> Material for the task:
::::::::::

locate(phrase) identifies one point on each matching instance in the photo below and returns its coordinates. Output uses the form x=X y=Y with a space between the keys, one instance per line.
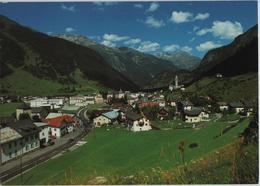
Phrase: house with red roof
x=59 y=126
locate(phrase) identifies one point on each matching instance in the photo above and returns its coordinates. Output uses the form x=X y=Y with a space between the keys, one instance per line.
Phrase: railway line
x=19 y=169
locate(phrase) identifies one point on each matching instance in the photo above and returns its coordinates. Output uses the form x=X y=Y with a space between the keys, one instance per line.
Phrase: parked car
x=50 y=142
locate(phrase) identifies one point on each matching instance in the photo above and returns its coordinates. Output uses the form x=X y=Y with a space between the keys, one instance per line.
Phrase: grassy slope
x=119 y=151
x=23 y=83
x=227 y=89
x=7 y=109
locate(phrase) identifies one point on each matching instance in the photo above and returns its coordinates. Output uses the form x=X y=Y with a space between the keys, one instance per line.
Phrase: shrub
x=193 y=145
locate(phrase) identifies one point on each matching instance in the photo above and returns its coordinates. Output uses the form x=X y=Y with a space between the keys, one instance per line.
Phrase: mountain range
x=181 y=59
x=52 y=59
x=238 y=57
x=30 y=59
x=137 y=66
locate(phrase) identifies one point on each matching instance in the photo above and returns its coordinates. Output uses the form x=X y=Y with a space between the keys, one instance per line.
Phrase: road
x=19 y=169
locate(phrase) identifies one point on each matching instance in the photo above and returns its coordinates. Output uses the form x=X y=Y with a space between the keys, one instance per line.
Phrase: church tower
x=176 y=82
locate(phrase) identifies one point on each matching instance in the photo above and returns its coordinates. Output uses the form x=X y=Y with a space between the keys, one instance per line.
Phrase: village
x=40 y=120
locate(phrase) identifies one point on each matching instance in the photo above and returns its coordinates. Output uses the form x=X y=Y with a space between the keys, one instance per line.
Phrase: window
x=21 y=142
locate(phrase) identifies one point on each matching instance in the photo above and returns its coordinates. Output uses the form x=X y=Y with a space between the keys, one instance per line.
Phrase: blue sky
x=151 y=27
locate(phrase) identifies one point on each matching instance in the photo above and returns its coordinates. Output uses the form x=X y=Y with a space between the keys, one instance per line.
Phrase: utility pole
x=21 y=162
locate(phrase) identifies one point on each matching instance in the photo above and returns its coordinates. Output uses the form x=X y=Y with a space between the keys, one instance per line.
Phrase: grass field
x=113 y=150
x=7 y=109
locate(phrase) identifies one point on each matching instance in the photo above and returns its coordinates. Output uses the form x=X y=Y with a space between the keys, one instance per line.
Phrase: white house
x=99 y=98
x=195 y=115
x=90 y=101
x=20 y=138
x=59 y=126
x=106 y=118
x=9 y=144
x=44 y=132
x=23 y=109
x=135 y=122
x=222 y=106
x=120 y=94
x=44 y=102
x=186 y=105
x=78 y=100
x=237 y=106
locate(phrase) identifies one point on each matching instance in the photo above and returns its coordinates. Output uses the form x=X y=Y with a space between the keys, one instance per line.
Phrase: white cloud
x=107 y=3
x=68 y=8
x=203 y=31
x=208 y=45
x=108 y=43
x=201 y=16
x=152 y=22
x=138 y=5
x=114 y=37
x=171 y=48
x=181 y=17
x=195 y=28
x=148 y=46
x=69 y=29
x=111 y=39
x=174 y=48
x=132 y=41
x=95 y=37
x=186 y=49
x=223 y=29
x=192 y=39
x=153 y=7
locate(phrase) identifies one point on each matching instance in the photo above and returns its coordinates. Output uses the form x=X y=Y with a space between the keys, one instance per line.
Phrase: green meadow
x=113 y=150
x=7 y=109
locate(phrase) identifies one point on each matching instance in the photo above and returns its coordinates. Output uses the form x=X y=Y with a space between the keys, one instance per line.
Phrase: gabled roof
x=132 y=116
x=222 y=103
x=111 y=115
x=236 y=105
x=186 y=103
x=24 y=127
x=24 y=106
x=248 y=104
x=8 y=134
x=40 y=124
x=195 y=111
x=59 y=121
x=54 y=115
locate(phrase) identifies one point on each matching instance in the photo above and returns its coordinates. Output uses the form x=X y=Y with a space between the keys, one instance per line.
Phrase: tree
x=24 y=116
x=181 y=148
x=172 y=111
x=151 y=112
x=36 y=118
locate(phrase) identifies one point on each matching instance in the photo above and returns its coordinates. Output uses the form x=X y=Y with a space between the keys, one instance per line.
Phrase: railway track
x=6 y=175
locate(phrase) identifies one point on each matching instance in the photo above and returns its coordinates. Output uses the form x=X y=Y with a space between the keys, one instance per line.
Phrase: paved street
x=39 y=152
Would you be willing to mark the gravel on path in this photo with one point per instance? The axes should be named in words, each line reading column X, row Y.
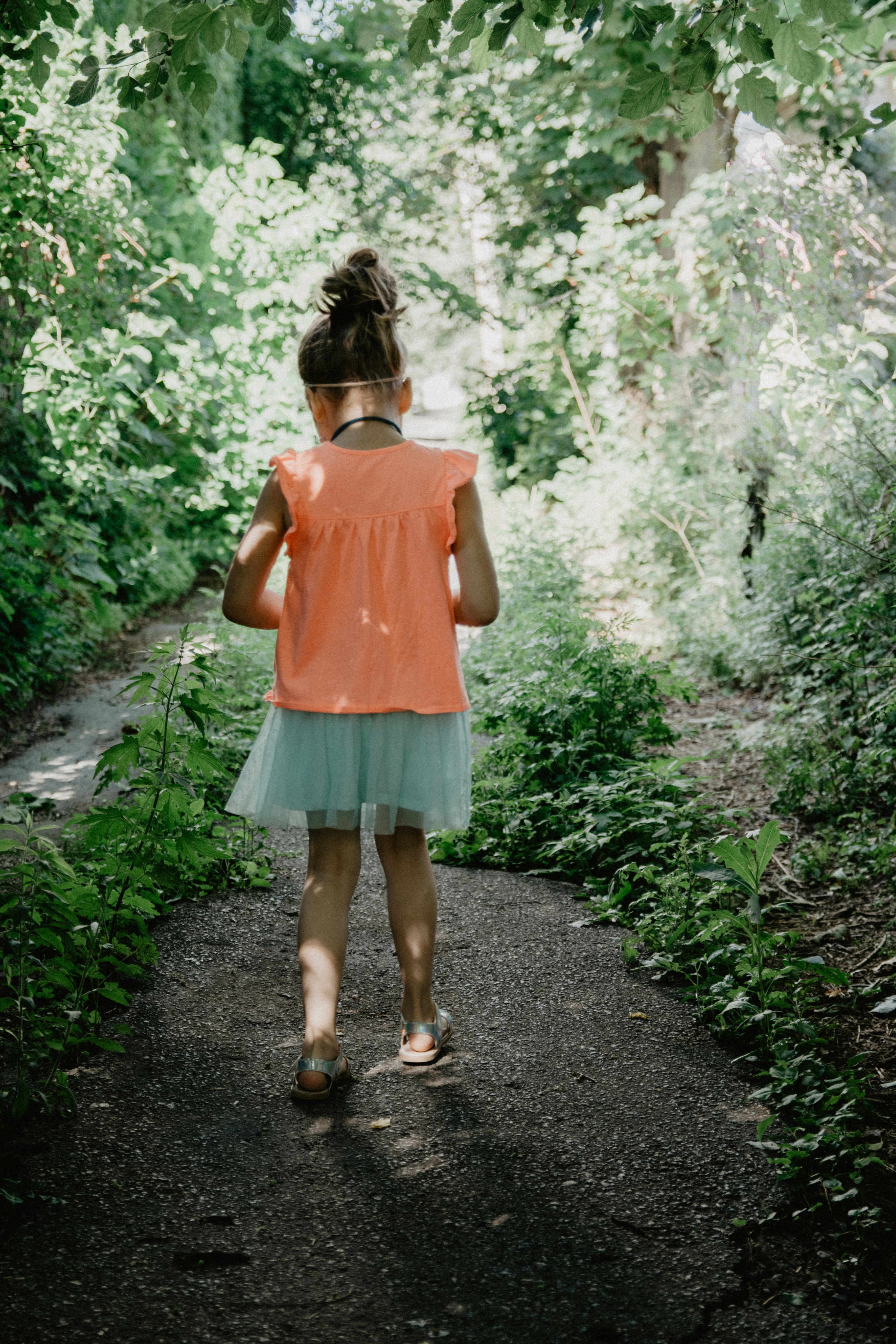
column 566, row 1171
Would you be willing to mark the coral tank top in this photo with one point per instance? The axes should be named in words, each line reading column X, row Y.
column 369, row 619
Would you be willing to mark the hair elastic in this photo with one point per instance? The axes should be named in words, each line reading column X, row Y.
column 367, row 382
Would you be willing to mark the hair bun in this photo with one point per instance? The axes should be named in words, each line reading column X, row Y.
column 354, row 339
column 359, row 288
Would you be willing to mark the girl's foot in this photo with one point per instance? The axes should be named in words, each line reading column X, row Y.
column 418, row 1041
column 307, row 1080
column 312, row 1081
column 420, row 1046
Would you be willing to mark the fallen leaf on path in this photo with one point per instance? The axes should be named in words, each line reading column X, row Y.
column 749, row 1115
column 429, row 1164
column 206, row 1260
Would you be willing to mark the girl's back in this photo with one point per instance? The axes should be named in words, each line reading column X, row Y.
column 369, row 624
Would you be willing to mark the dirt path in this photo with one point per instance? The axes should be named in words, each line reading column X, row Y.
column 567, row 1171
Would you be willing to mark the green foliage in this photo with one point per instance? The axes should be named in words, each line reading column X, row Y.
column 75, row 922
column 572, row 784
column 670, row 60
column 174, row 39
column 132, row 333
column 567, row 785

::::::::::

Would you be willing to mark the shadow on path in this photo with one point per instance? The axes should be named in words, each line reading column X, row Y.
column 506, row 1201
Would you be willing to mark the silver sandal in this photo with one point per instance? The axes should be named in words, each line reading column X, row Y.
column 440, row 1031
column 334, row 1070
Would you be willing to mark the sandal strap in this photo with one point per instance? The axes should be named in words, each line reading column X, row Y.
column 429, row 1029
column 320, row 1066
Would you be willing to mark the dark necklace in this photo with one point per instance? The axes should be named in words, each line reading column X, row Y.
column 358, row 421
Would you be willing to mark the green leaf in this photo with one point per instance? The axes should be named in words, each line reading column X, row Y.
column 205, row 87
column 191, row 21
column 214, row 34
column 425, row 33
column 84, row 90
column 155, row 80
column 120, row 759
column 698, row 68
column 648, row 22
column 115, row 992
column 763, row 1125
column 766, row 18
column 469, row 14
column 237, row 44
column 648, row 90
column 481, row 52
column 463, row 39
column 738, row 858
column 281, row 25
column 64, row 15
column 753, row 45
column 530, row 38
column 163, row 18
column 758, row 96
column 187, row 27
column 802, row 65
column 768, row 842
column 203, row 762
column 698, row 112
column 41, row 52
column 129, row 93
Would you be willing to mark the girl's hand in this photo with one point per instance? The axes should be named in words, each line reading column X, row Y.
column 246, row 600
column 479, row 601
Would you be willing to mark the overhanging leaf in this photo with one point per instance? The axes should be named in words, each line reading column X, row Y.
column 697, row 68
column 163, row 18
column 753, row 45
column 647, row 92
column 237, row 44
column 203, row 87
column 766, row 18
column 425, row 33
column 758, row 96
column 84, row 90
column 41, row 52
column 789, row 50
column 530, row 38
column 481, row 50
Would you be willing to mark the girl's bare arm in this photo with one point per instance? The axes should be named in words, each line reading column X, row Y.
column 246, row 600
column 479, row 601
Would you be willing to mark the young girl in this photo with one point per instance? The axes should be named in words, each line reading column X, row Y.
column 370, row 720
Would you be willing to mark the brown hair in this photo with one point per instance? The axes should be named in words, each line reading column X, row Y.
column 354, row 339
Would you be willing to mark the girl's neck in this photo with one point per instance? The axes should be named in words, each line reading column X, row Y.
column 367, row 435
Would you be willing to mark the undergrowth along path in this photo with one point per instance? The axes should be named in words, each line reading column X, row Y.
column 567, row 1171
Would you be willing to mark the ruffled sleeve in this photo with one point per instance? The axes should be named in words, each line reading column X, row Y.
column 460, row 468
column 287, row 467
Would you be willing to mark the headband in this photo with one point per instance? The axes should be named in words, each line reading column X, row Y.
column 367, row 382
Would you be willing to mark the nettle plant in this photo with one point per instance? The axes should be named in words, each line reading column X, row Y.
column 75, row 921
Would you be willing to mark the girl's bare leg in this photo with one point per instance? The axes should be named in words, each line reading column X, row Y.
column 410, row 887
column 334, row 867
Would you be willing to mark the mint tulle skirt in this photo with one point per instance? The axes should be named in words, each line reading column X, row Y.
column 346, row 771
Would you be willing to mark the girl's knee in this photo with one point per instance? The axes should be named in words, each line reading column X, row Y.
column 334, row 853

::::::::::

> Stated problem: Starting with the line that contains "Would you be willing to mark the girl's knee" and going on through the line that contains "column 334, row 853", lay out those lines as a Markdown table with the columns Number and Text, leaving out any blank lines.

> Finished task:
| Number | Text |
|---|---|
| 1 | Would you be willing to mark the girl's knee in this photo with one point per instance? The axes should be named in words, each line reading column X, row Y. |
| 2 | column 334, row 853 |